**AIM OF THE TASK**
Reproduce each of the items below word for word, leaving out the pictures.

Items from a dataset:

========================================

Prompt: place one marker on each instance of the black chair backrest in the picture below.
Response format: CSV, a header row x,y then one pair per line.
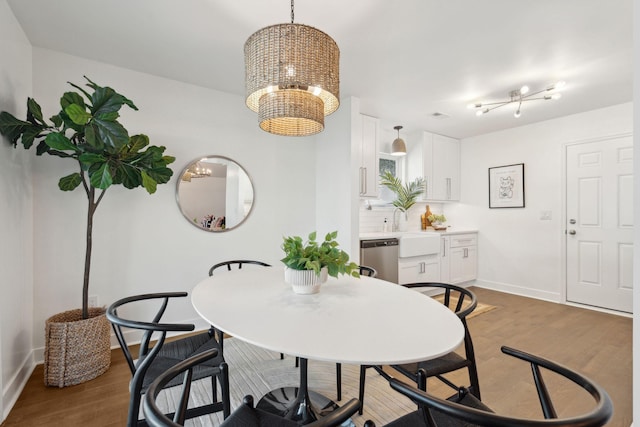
x,y
596,417
237,263
149,328
454,297
154,416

========================================

**THE COMPLETED TASK**
Prompt: place one marker on each instance of the black chair backrest in the picture below.
Response format: CSV, a header row x,y then one pair per line.
x,y
596,417
237,263
149,328
454,297
154,416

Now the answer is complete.